(Excerpt):
-- Opening Marker --

Figure 1 shows the top-100 candidates retrieved via BM25 for the input: “Welche Risiken sind mit Poulvac FluFend H5N3 RG verbunden?”. The top few candidates provide the same information to the PLM, i.e., translation of the phrase “Poulvac FluFend H5N3 RG”. The examples including the other terms (“Welche Risiken sind mit verbunden ?”) from the input text, are ranked lower. On the other hand, our proposed re-ranking strategy can cover all the terms from the input text, in this case, with just the top-2 examples.

-- Closing Marker --

(Source material):
-- Opening Marker --

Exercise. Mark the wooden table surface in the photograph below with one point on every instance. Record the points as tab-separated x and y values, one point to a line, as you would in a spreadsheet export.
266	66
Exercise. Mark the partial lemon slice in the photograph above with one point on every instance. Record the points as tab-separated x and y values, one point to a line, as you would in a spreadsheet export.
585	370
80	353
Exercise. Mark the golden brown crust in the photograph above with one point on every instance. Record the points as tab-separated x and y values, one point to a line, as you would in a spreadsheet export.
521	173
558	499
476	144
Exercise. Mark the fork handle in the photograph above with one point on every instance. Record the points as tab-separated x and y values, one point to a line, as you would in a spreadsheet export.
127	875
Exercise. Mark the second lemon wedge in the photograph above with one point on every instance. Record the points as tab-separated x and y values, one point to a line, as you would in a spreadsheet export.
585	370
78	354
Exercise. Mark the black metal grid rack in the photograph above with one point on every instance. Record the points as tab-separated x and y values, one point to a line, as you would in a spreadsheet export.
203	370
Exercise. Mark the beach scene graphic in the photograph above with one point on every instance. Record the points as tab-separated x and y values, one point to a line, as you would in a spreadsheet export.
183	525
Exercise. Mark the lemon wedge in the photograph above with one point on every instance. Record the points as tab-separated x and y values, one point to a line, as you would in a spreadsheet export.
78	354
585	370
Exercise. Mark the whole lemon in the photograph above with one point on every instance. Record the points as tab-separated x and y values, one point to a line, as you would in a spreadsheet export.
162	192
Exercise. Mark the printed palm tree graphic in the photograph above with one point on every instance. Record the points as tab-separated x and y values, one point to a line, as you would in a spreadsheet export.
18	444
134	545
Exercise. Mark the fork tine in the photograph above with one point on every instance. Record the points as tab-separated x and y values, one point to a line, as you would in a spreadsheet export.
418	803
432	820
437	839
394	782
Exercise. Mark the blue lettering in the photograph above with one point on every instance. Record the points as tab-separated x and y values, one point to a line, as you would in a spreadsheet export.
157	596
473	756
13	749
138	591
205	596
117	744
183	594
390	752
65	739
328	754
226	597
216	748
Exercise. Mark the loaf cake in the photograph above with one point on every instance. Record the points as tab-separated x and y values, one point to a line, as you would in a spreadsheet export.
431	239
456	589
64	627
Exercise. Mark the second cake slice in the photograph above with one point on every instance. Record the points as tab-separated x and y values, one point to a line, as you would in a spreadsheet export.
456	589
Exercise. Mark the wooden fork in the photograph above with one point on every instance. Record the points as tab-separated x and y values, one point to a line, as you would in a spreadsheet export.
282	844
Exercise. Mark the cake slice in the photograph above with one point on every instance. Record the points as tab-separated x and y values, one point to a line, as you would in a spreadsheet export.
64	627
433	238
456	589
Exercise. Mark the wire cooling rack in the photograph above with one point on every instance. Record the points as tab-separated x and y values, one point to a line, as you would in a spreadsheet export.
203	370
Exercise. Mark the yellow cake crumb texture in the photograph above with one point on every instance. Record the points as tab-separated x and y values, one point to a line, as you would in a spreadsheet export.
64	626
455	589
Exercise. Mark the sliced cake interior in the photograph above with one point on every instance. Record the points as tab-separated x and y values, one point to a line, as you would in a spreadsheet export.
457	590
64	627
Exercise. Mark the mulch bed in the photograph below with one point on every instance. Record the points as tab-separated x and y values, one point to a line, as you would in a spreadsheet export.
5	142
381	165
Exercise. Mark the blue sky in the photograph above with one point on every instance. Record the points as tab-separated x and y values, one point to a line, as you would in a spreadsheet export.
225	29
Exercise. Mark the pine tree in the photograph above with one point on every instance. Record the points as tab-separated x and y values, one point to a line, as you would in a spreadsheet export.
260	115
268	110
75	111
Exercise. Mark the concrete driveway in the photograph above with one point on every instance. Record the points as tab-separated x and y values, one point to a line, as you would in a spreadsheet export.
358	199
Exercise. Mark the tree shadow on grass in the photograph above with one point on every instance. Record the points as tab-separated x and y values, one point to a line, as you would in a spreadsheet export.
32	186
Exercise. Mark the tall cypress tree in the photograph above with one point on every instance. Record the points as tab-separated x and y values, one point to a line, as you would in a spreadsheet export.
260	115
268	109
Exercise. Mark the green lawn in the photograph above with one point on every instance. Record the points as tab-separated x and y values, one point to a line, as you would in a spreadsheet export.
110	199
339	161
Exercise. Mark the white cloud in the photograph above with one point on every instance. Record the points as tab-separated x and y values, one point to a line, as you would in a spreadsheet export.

-- Closing Marker --

(What needs to be done): Reproduce word for word the passage on BM25 candidates and re-ranking.

(Solution to the problem):
Figure 1 shows the top-100 candidates retrieved via BM25 for the input: “Welche Risiken sind mit Poulvac FluFend H5N3 RG verbunden?”. The top few candidates provide the same information to the PLM, i.e., translation of the phrase “Poulvac FluFend H5N3 RG”. The examples including the other terms (“Welche Risiken sind mit verbunden ?”) from the input text, are ranked lower. On the other hand, our proposed re-ranking strategy can cover all the terms from the input text, in this case, with just the top-2 examples.